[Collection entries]
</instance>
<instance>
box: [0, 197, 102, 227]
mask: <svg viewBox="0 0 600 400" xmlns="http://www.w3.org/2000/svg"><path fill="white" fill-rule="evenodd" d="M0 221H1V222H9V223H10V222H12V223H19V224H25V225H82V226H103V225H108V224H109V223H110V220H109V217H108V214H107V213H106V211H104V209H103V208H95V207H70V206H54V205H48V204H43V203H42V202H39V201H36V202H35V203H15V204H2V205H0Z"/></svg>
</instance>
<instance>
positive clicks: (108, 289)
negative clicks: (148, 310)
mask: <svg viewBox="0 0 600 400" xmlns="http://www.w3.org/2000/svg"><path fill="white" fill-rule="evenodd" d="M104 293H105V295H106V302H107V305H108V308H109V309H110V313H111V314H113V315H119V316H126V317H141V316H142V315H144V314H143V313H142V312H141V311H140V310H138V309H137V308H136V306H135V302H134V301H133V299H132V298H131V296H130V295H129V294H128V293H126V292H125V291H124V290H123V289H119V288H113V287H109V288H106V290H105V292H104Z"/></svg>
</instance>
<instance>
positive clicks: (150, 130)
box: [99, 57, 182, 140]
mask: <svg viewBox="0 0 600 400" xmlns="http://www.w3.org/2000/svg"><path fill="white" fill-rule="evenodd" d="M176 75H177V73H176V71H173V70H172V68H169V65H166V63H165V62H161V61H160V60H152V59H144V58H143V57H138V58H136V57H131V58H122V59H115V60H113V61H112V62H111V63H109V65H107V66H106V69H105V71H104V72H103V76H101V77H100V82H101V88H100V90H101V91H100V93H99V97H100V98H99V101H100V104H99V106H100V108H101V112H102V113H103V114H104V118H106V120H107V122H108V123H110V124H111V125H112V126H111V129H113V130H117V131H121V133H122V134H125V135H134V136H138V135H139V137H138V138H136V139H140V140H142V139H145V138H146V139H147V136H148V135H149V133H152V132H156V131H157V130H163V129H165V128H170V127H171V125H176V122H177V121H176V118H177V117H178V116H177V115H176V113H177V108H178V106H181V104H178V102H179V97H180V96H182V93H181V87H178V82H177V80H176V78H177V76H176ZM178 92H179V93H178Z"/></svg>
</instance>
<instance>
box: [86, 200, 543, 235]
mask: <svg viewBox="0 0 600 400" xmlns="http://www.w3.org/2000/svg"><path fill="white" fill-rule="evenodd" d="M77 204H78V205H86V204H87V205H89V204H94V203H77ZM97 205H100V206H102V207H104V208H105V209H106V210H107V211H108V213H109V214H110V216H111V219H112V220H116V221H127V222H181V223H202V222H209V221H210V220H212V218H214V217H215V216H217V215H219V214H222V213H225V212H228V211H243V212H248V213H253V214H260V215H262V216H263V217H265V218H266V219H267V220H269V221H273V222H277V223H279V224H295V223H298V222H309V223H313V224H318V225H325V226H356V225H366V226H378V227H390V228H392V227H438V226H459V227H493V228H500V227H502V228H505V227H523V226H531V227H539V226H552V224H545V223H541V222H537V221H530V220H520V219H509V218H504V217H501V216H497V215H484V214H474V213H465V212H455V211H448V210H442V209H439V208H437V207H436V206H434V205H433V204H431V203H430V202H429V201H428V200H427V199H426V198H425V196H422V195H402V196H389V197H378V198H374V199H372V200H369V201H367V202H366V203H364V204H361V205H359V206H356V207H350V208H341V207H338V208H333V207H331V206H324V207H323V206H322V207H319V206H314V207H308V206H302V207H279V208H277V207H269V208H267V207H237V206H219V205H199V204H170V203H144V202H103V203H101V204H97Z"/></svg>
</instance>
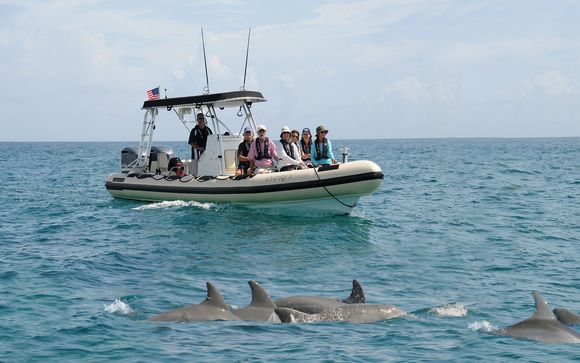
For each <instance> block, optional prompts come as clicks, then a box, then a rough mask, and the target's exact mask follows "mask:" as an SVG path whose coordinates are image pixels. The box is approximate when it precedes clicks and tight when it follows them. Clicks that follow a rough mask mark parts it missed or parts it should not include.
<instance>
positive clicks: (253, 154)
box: [248, 125, 278, 174]
mask: <svg viewBox="0 0 580 363" xmlns="http://www.w3.org/2000/svg"><path fill="white" fill-rule="evenodd" d="M266 131H267V130H266V126H264V125H258V137H256V139H255V140H254V142H252V145H251V146H250V152H249V153H248V159H250V163H251V167H250V169H249V170H248V174H254V172H255V171H256V170H257V173H258V174H259V173H260V169H261V168H266V169H267V168H271V167H272V166H273V163H272V160H278V153H277V152H276V145H274V142H272V141H271V140H270V139H268V138H267V137H266Z"/></svg>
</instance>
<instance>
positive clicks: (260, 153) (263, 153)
mask: <svg viewBox="0 0 580 363" xmlns="http://www.w3.org/2000/svg"><path fill="white" fill-rule="evenodd" d="M256 153H257V154H258V157H257V158H256V159H258V160H262V159H270V158H271V156H270V139H268V138H265V139H264V152H262V148H261V147H260V138H259V137H257V138H256Z"/></svg>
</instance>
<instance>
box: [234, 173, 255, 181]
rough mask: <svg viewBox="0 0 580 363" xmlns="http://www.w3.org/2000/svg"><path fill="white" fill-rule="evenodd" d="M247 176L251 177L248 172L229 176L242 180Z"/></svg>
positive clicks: (237, 179) (235, 178) (247, 177)
mask: <svg viewBox="0 0 580 363" xmlns="http://www.w3.org/2000/svg"><path fill="white" fill-rule="evenodd" d="M249 177H251V175H250V174H242V175H234V176H231V177H230V179H232V180H244V179H246V178H249Z"/></svg>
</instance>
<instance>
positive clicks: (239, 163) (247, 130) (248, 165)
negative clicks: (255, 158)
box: [236, 127, 254, 175]
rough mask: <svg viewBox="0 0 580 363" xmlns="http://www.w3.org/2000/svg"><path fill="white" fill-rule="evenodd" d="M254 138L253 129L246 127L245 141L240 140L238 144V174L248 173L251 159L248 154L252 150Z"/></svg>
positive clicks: (236, 172)
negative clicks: (252, 142)
mask: <svg viewBox="0 0 580 363" xmlns="http://www.w3.org/2000/svg"><path fill="white" fill-rule="evenodd" d="M253 140H254V133H253V132H252V129H251V128H249V127H246V128H245V129H244V141H242V142H240V145H238V159H239V160H240V161H239V162H238V169H236V175H245V174H248V169H250V159H249V158H248V154H249V152H250V145H251V144H252V141H253Z"/></svg>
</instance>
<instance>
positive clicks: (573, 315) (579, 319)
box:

**PROBLEM**: Only the text of the records belongs in the answer, printed exactly and without pictures.

**WRITTEN SOLUTION**:
</instance>
<instance>
box: [0, 197, 102, 227]
mask: <svg viewBox="0 0 600 400" xmlns="http://www.w3.org/2000/svg"><path fill="white" fill-rule="evenodd" d="M0 221H1V222H9V223H10V222H12V223H19V224H25V225H82V226H103V225H108V224H109V223H110V220H109V217H108V214H107V213H106V211H104V209H103V208H95V207H70V206H54V205H48V204H43V203H42V202H39V201H36V202H35V203H15V204H2V205H0Z"/></svg>
</instance>
<instance>
positive clicks: (108, 289)
negative clicks: (148, 310)
mask: <svg viewBox="0 0 600 400" xmlns="http://www.w3.org/2000/svg"><path fill="white" fill-rule="evenodd" d="M104 293H105V295H106V302H107V305H108V308H109V309H110V313H111V314H113V315H119V316H126V317H141V316H142V315H144V314H143V313H142V312H141V311H140V310H138V309H137V308H136V306H135V302H134V301H133V299H132V298H131V296H130V295H129V294H128V293H126V292H125V291H124V290H123V289H119V288H113V287H109V288H106V290H105V292H104Z"/></svg>
</instance>
<instance>
positive clicks: (150, 130)
box: [99, 57, 182, 140]
mask: <svg viewBox="0 0 600 400" xmlns="http://www.w3.org/2000/svg"><path fill="white" fill-rule="evenodd" d="M176 75H177V73H176V71H173V70H172V68H169V65H166V63H165V62H161V61H160V60H152V59H144V58H143V57H138V58H136V57H131V58H122V59H115V60H113V61H112V62H111V63H109V65H107V66H106V69H105V71H104V72H103V76H101V77H100V82H101V88H100V90H101V91H100V93H99V97H100V98H99V101H100V104H99V106H100V108H101V112H102V113H103V114H104V118H106V120H107V122H108V123H110V124H111V125H112V126H111V129H113V130H117V131H121V133H122V134H125V135H134V136H138V135H139V137H138V138H136V139H140V140H142V139H145V138H146V139H147V136H148V135H149V133H152V132H156V131H157V130H163V129H165V128H170V127H171V125H176V122H177V121H176V118H177V117H178V116H177V115H176V113H177V108H178V106H181V104H178V102H179V97H180V96H182V93H181V87H178V82H177V80H176V78H177V76H176ZM178 92H179V93H178Z"/></svg>
</instance>
<instance>
box: [86, 200, 543, 235]
mask: <svg viewBox="0 0 600 400" xmlns="http://www.w3.org/2000/svg"><path fill="white" fill-rule="evenodd" d="M77 204H78V205H86V204H87V205H89V204H94V203H77ZM97 205H100V206H102V207H104V208H105V209H106V210H107V211H108V213H109V214H110V216H111V219H112V220H116V221H127V222H181V223H202V222H209V221H210V220H212V218H214V217H215V216H217V215H219V214H222V213H225V212H228V211H243V212H248V213H253V214H260V215H262V216H263V217H265V218H266V219H267V220H269V221H273V222H277V223H279V224H295V223H298V222H309V223H313V224H318V225H325V226H356V225H366V226H378V227H390V228H392V227H438V226H459V227H493V228H500V227H502V228H505V227H523V226H531V227H539V226H552V224H545V223H541V222H537V221H530V220H520V219H509V218H504V217H501V216H497V215H484V214H474V213H465V212H455V211H448V210H442V209H439V208H437V207H436V206H434V205H433V204H431V203H430V202H429V201H428V200H427V199H426V198H425V196H422V195H402V196H389V197H378V198H374V199H372V200H369V201H367V202H366V203H364V204H361V205H359V206H356V207H350V208H341V207H338V208H333V207H331V206H324V207H323V206H322V207H319V206H314V207H308V206H302V207H279V208H277V207H269V208H267V207H237V206H219V205H199V204H170V203H144V202H103V203H101V204H97Z"/></svg>
</instance>
For each <instance> block, optional prompts come as clicks, then a box, then a rough mask, and the target's exact mask follows "mask:" as an SVG path whose coordinates are image pixels. The box is approximate when it precedes clicks and tight when it follows them. Clicks that follow a rough mask mark parts it missed or parts it should not include.
<instance>
positive clicks: (253, 154)
box: [248, 125, 278, 174]
mask: <svg viewBox="0 0 580 363" xmlns="http://www.w3.org/2000/svg"><path fill="white" fill-rule="evenodd" d="M266 131H267V130H266V126H264V125H258V137H256V139H255V140H254V142H252V145H251V146H250V152H249V153H248V159H250V163H251V167H250V169H249V170H248V174H254V172H255V171H256V170H257V173H258V174H259V173H260V169H261V168H266V169H267V168H271V167H272V166H273V163H272V160H278V153H277V152H276V145H274V142H272V141H271V140H270V139H268V138H267V137H266Z"/></svg>
</instance>
<instance>
positive clicks: (260, 153) (263, 153)
mask: <svg viewBox="0 0 580 363" xmlns="http://www.w3.org/2000/svg"><path fill="white" fill-rule="evenodd" d="M256 153H257V154H258V157H257V158H256V159H258V160H262V159H270V158H271V156H270V139H268V138H265V139H264V152H262V148H261V147H260V138H259V137H257V138H256Z"/></svg>
</instance>
<instance>
box: [234, 173, 255, 181]
rough mask: <svg viewBox="0 0 580 363" xmlns="http://www.w3.org/2000/svg"><path fill="white" fill-rule="evenodd" d="M247 176L251 177L248 172L229 176L242 180Z"/></svg>
positive clicks: (237, 179) (235, 178) (247, 177)
mask: <svg viewBox="0 0 580 363" xmlns="http://www.w3.org/2000/svg"><path fill="white" fill-rule="evenodd" d="M249 177H251V175H250V174H242V175H234V176H231V177H230V179H232V180H244V179H246V178H249Z"/></svg>
</instance>
<instance>
positive clicks: (239, 163) (247, 130) (248, 165)
negative clicks: (255, 158)
box: [236, 127, 254, 175]
rough mask: <svg viewBox="0 0 580 363" xmlns="http://www.w3.org/2000/svg"><path fill="white" fill-rule="evenodd" d="M254 138L253 129L246 127L245 141L240 140L238 144V174L248 173L251 159L248 154L252 150Z"/></svg>
positive clicks: (236, 172)
negative clicks: (252, 142)
mask: <svg viewBox="0 0 580 363" xmlns="http://www.w3.org/2000/svg"><path fill="white" fill-rule="evenodd" d="M253 140H254V133H253V132H252V129H251V128H249V127H246V128H245V129H244V141H242V142H240V145H238V159H239V160H240V161H239V162H238V169H236V175H245V174H248V169H250V159H249V158H248V154H249V152H250V145H251V144H252V141H253Z"/></svg>
</instance>
<instance>
positive clicks: (573, 315) (579, 319)
box:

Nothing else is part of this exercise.